GOAL: Copy the entries below from the very start through the line that contains "[(163, 274), (134, 280), (148, 261), (158, 276)]", putting "place one mark" wherever "set one dot" appears and keeping everything else the same. Leave the pictures out.

EXCERPTED RECORDS:
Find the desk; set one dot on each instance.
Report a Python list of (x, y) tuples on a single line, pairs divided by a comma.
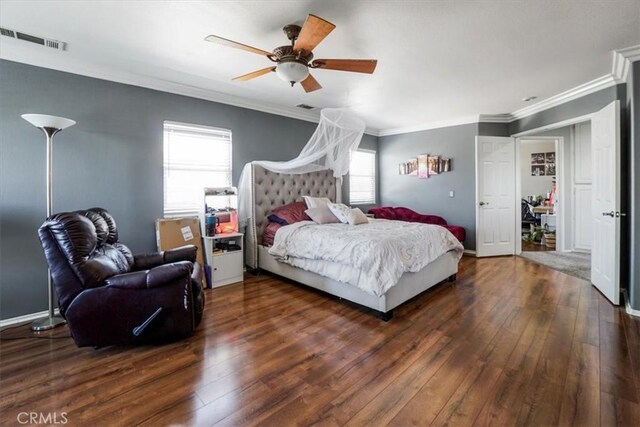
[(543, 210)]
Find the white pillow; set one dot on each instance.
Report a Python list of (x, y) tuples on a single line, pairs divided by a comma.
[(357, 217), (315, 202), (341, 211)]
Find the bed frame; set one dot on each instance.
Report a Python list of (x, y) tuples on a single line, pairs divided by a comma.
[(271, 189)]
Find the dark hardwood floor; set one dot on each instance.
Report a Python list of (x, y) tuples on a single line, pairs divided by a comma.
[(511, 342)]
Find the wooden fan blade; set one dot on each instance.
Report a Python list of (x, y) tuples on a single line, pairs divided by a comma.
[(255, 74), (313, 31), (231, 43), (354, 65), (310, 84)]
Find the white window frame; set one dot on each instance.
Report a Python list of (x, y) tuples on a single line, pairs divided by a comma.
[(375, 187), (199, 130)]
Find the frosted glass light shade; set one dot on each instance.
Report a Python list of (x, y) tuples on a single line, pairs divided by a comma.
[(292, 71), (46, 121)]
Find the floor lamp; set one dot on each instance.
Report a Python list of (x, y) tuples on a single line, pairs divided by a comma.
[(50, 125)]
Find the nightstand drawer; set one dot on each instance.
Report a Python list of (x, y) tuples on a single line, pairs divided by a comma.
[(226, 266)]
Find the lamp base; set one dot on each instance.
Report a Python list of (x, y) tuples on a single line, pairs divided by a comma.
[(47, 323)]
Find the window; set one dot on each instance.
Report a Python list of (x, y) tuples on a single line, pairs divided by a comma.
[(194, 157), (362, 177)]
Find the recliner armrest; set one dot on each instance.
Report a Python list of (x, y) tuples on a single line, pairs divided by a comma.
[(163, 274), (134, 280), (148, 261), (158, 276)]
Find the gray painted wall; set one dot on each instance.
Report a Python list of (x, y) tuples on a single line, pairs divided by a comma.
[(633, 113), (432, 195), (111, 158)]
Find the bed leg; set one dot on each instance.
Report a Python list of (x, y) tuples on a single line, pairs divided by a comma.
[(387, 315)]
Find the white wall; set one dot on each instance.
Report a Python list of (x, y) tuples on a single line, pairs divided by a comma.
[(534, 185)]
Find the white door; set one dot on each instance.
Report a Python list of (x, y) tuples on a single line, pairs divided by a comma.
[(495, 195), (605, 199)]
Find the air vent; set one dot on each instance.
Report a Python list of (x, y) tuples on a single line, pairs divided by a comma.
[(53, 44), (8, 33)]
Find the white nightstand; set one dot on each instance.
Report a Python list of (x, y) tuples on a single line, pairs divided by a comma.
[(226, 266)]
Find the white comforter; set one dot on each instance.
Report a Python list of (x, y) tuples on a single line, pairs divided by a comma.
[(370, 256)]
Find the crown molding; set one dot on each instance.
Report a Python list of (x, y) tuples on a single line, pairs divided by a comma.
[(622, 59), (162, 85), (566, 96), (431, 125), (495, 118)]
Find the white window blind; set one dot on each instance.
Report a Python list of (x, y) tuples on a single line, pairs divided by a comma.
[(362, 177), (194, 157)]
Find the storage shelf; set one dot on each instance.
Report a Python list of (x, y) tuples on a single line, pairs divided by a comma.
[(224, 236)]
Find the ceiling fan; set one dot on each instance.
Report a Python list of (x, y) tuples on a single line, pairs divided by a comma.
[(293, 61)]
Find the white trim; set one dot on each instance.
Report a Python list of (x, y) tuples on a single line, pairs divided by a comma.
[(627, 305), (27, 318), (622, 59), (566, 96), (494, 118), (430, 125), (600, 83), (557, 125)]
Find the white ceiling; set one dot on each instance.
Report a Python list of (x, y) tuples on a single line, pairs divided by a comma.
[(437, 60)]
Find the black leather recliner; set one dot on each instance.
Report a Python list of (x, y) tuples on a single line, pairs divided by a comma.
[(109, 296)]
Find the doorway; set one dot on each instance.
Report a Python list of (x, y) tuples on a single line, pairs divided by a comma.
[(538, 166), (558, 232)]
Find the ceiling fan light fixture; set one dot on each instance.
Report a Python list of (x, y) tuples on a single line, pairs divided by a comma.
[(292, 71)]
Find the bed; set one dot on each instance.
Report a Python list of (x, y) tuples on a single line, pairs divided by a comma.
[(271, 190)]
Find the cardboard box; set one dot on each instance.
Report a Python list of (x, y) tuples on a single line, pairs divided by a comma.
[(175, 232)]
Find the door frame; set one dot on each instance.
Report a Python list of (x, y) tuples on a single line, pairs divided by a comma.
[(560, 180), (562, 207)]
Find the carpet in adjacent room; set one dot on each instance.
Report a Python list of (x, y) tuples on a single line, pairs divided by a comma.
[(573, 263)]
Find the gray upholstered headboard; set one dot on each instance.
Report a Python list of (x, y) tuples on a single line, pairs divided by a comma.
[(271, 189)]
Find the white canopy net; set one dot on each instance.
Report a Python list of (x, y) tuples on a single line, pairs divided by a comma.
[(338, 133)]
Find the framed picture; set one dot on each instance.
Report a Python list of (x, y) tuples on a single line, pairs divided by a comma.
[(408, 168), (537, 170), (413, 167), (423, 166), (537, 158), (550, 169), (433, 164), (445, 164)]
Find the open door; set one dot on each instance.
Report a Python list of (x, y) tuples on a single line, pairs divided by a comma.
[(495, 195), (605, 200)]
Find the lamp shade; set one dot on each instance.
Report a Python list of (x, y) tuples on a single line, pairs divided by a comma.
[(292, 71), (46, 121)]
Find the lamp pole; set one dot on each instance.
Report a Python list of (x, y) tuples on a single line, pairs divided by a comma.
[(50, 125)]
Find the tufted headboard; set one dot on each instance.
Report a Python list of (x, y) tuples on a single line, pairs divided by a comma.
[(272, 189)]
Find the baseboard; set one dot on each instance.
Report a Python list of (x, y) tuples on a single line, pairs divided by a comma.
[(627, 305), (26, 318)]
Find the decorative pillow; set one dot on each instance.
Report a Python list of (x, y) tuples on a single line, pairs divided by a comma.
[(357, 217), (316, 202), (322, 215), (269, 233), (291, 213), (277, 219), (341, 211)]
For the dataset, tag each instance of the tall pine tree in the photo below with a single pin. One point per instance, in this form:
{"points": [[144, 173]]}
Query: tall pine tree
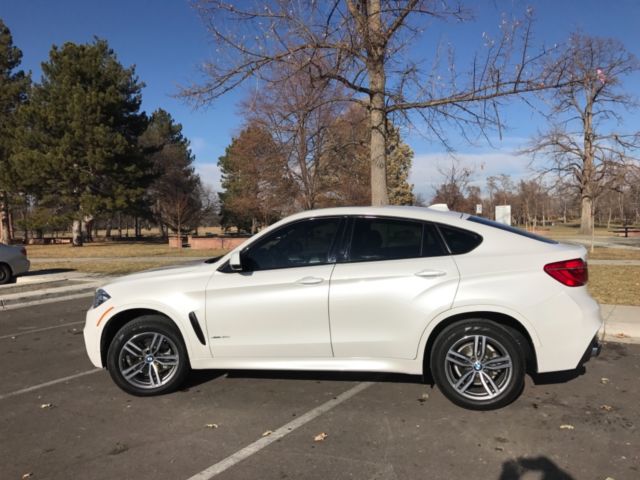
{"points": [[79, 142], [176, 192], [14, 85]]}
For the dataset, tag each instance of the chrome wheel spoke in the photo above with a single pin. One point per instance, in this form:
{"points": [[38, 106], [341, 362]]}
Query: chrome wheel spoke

THE ANSWER:
Find the desk; place one mark on each instance.
Report a Python list of (x, y) tuples on a single line, pairs divided by a comma.
[(543, 210)]
Find the white pillow; place one mark on each instance.
Report a Python list of (x, y) tuples on a single line, pairs divided by a comma.
[(357, 217), (315, 202), (341, 211)]
Find the bed frame; place one mark on each instance.
Report a Python list of (x, y) tuples on a single line, pairs divided by a comma.
[(271, 189)]
Find the dark hardwood floor; place one mark on each instance.
Report a Python list of (x, y) tuples on a single line, pairs divided by a comma.
[(511, 342)]
Find the wooden fan blade; place one mark on each instance.
Report a Python list of (x, y) tuples on a single line, pairs divided by a comma.
[(255, 74), (313, 31), (231, 43), (354, 65), (310, 84)]
Find the white window frame; place one mark on each instance.
Report a Python list of (x, y) tuples on a single line, pairs divided by a comma.
[(375, 187), (199, 130)]
Find the frosted glass light shade; place one mark on each instance.
Report a Python list of (x, y) tuples on a single line, pairs divided by a comma.
[(292, 71), (46, 121)]
Find the floor lamp; place one mark on each instance.
Report a Python list of (x, y) tuples on a single line, pairs divided by a comma.
[(50, 125)]
Find the nightstand drawer; place one mark on each instance.
Report a Python list of (x, y) tuples on a single line, pairs divided by a comma.
[(226, 266)]
Find the lamp base; place one mark on each instance.
Report a Python list of (x, y) tuples on a single line, pairs divided by a comma.
[(47, 323)]
Find the window; place one mark on each instance.
Report a Python list of (x, y) tuples on a single line, pairs divided by a comma.
[(194, 157), (362, 177)]
Find the recliner armrest; place one mark on each instance.
Report a Python list of (x, y) tuples on a single line, pairs divided by a comma.
[(163, 274), (134, 280), (148, 261), (158, 276)]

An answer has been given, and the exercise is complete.